À faire —
1: Indiquez si chacune des affirmations suivantes est conforme au texte sur Columelle et le vin, en répondant par oui ou par non et en citant les mots du texte qui tranchent. (a) Columelle est né à Cadix. (b) Le gypse est ajouté pour combattre la maladie de la graisse. (c) C'est Plutarque qui prête au sel le pouvoir d'éviter l'acétification.
2: Reprenez le texte sur Columelle et le vin après sa dernière phrase.

Texte du document —
────
Objectif 70 - mars 2009

Parenthèse sulfureuse

070 1"Statue de Lucuis Uinius Moderatus Columella", dit Columelle, célèbre agronome romain du 1er siècle après Jésus-Christ, sur la Plaza de la Flores, à Cadix, sa ville natale, en Hispanie Bétique (aujourd'hui Espagne)


«De toutes les appellations de vin, la meilleure est celle qui peut se conserver sans apprêt, et qu’il n’y faut absolument rien mêler qui altérerait sa saveur naturelle»1. Ce n’est jamais à la légère que Columelle se lit: un des plus grands agronomes de l’Antiquité, convaincu que la vie à la campagne est la seule conforme à la morale et à la justice, un économiste crypto—physiocratique qui veut sortir l’Italie de la crise de sous-production due à une inadéquation des moyens de production qu’elle connaissait au Ier siècle de notre ère, un adepte du pragmatisme qui tient au retour sur investissement, ce qui confère à ses exhortations une acuité dénuée de romantisme puisqu’il ajoute «que le moût se conserve, ou au moins, puisse durer jusqu'à la vente»2. Et pour ce faire, Columelle  nous propose l'adjonction  des ingrédients suivants3:
  • Le defrutum, un moût fortement réduit par ébullition. On pouvait aromatiser ce moût au coing, au rhizome d’iris, au fenu grec et à l’herbe à chameau4;
  • Le gypse pour clarifier et acidifier;
  • Le sel, pour combattre le mucor, la maladie de la graisse. Il éviterait aussi l'acétification, colporte le chroniqueur mondain Plutarque5.
────
Items fournis —
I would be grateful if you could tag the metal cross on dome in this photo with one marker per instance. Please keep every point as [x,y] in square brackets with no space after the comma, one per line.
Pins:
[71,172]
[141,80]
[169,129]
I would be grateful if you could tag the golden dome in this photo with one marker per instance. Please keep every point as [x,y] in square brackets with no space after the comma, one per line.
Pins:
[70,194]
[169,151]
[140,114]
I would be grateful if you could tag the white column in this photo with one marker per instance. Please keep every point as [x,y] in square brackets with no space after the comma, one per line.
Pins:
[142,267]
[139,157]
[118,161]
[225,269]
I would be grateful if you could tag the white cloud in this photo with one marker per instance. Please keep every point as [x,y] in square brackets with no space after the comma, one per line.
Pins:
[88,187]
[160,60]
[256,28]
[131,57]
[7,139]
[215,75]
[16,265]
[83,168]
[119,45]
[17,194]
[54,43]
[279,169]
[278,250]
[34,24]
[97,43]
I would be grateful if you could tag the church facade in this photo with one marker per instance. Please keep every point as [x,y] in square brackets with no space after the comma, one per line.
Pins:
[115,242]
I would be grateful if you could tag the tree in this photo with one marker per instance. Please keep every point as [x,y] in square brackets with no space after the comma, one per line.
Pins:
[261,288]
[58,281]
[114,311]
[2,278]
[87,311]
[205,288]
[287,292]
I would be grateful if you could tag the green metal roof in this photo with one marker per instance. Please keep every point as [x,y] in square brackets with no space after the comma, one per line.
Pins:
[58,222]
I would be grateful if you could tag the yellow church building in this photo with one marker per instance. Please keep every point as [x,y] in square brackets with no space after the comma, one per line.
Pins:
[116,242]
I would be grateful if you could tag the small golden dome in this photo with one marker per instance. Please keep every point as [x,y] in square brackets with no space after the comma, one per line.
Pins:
────
Réponses ci-dessous —
1:
(a) Oui : « à Cadix, sa ville natale ».
(b) Non : « Le gypse pour clarifier et acidifier ».
(c) Oui : « Il éviterait aussi l'acétification, colporte le chroniqueur mondain Plutarque ».

2:
Si le Moyen-Âge diminue l’apport d’herbes et d’aromates, l’Allemagne prussienne autorisera dès 1487 le brûlage de copeaux de bois soufré dans les tonneaux6. La pasteurisation des vins sera abandonnée à l’époque de la crise phylloxérique (peut-être pas ad aeternam selon L'église, hétérodoxe7). Enfin, les pères - influents - de l’oenologie moderne (Ribéreau - Gayon  et Peynaud pour ne pas les citer) améliorèrent l’emploi du soufre par un usage beaucoup plus méthodique. Ainsi mieux contrôlé, il devint plus efficace à des doses moindres.  «O temps, ô moeurs» aurait  dit Cicéron8. Chaque époque a cherché sa réponse au difficile problème de la conservation du vin. Ne doutons pas qu’il en existe d’autres, ce qu’un certain prix Nobel de littérature9 aurait sans doute exprimé ainsi: «le S02 est la pire des solutions, si l’on excepte toutes les autres». 

1 Columelle, II, 19, 2
2 Columelle, ll, l9, 3 
3 Columelle,. Xll, 2l
4 André Tchernia et Jean-Pierre Brun,  Le vin romain antique, Grenoble. Glénat, I999 
5 Plutarque, Moralia, 914e
6 Hugh johnson, Une histoire mondiale du vin. Paris, Hachette, 1990, pp. l7l sqq. 
7 Max Léglise, Les méthodes biologiques appliquées à la vinification et l'oenologie. Paris. Le Courrier du livre. 1995. tome ll. p.55 
8 in Catilinaires I. 1 et Verrines 25, 26 
9 Sir Winston Churchill reçut le prix Nobel de littérature cn 1953.